[Collected data]
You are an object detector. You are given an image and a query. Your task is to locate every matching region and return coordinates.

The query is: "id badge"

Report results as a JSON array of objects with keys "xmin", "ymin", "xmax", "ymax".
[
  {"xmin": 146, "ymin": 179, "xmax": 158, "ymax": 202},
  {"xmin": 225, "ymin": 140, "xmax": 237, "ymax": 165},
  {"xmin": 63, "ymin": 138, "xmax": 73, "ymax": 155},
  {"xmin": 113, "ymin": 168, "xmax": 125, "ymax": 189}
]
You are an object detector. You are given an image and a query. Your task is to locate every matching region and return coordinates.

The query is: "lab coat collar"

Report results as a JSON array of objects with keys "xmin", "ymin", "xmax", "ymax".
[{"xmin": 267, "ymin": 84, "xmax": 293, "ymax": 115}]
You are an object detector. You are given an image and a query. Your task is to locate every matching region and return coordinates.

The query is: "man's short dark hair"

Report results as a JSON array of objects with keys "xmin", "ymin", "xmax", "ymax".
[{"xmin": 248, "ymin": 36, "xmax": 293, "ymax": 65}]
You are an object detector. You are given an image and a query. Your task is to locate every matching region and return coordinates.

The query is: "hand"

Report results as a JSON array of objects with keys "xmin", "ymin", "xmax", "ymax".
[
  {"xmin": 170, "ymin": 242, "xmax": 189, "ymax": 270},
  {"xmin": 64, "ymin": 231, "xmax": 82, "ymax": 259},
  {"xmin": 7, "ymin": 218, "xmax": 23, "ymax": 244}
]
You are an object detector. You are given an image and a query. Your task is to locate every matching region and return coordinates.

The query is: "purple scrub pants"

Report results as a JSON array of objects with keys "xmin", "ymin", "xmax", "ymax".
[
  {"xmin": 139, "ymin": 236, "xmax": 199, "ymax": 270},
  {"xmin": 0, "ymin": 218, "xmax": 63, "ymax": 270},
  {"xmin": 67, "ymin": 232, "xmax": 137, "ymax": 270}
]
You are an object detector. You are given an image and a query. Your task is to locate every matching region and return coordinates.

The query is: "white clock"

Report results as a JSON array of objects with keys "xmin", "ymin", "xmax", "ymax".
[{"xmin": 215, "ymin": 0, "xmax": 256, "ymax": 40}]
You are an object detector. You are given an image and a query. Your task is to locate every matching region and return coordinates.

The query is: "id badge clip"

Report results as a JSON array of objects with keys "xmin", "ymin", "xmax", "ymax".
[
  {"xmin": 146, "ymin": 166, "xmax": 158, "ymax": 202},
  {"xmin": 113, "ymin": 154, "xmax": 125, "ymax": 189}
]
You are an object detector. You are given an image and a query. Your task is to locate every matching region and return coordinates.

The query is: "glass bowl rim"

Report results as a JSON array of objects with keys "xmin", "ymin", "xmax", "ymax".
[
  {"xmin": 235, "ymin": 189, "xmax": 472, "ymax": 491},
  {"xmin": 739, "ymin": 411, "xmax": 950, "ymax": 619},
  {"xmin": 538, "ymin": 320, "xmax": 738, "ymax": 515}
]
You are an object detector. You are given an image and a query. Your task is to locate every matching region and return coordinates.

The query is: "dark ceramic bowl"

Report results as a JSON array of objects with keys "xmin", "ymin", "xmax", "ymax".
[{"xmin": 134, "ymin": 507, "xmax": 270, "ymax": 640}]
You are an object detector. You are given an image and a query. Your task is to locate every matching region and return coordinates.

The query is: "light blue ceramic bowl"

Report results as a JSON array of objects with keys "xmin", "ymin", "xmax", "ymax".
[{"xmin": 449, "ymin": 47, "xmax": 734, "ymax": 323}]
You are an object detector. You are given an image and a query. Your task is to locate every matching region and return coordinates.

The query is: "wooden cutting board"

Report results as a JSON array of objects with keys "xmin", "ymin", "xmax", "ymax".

**What you should do:**
For this exercise, set down all of the entries again word for word.

**Completed task:**
You are an object detector. You are given an image and a query. Your task is to locate every matching region and return coordinates.

The query is: "id badge"

Report results as a JSON array of objects with keys "xmin", "ymin", "xmax", "ymax".
[
  {"xmin": 146, "ymin": 179, "xmax": 158, "ymax": 202},
  {"xmin": 225, "ymin": 140, "xmax": 237, "ymax": 165},
  {"xmin": 63, "ymin": 138, "xmax": 73, "ymax": 155},
  {"xmin": 113, "ymin": 168, "xmax": 125, "ymax": 189}
]
You are an object detector. You are given an image and a query. Your task is to locate every matching region and return coordinates.

The query is: "lab coat collar"

Report results as a JSON array of objects with keys "xmin", "ymin", "xmax", "ymax".
[{"xmin": 267, "ymin": 84, "xmax": 293, "ymax": 115}]
You are an object detector. You are given an image and a query. Your task is to locate every matching region and return coordinates.

The query is: "man's short dark hair"

Report results as a JSON array of objects with keys "xmin", "ymin", "xmax", "ymax".
[{"xmin": 248, "ymin": 36, "xmax": 293, "ymax": 65}]
You are an object detector. You are given an image and a query. Your task is to locate every matching region and return coordinates.

The query is: "hand"

Report results as a JSON array of objects with keys "xmin", "ymin", "xmax", "ymax".
[
  {"xmin": 170, "ymin": 242, "xmax": 189, "ymax": 270},
  {"xmin": 64, "ymin": 231, "xmax": 82, "ymax": 259},
  {"xmin": 7, "ymin": 218, "xmax": 23, "ymax": 244}
]
You are an object detector. You are given an image and a query. Your task is to locate every matching region and return coordinates.

The query is: "purple scrub pants"

Report results as a JSON array of objects with keys "xmin", "ymin", "xmax", "ymax".
[
  {"xmin": 139, "ymin": 236, "xmax": 199, "ymax": 270},
  {"xmin": 0, "ymin": 218, "xmax": 63, "ymax": 270},
  {"xmin": 67, "ymin": 232, "xmax": 137, "ymax": 270}
]
You are an object detector. You are given an image and a query. Your task is to locate every matching region and return coordinates.

The query is: "white clock"

Report results as a JSON array of objects with keys "xmin", "ymin", "xmax", "ymax".
[{"xmin": 215, "ymin": 0, "xmax": 256, "ymax": 40}]
You are an object detector. You are given an image and a query. Your task is to locate every matching region and return coordinates.

The query is: "id badge clip"

Report results as a JSON array of objects with keys "xmin", "ymin", "xmax", "ymax".
[
  {"xmin": 146, "ymin": 166, "xmax": 158, "ymax": 202},
  {"xmin": 113, "ymin": 154, "xmax": 125, "ymax": 189}
]
You are an object detector. You are given an image and a query. Your task is to locate every matching region and return coordinates.

The query is: "glass bowl rim"

Report results as a JSON array of objects with keys "xmin", "ymin", "xmax", "ymax".
[
  {"xmin": 235, "ymin": 189, "xmax": 472, "ymax": 491},
  {"xmin": 739, "ymin": 411, "xmax": 950, "ymax": 619},
  {"xmin": 538, "ymin": 320, "xmax": 738, "ymax": 515}
]
You are an object detector. You are given an image and a query. Your task is to locate every matching region and return coordinates.

The query is: "dark ceramic bowl"

Report results as a JSON array of objects with keys "xmin", "ymin", "xmax", "ymax".
[{"xmin": 134, "ymin": 507, "xmax": 270, "ymax": 640}]
You are an object detector. You are given an image and a query. Your task is to locate every matching region and return coordinates.

The query is: "light blue ceramic bowl"

Report results as a JSON array of objects with keys "xmin", "ymin", "xmax", "ymax".
[{"xmin": 449, "ymin": 47, "xmax": 734, "ymax": 323}]
You are an object detector. You are given an image and a query. Your task is to locate every matching region and return coordinates.

The query is: "wooden cutting board"

Report results as a JSON array of objects with keys "xmin", "ymin", "xmax", "ymax".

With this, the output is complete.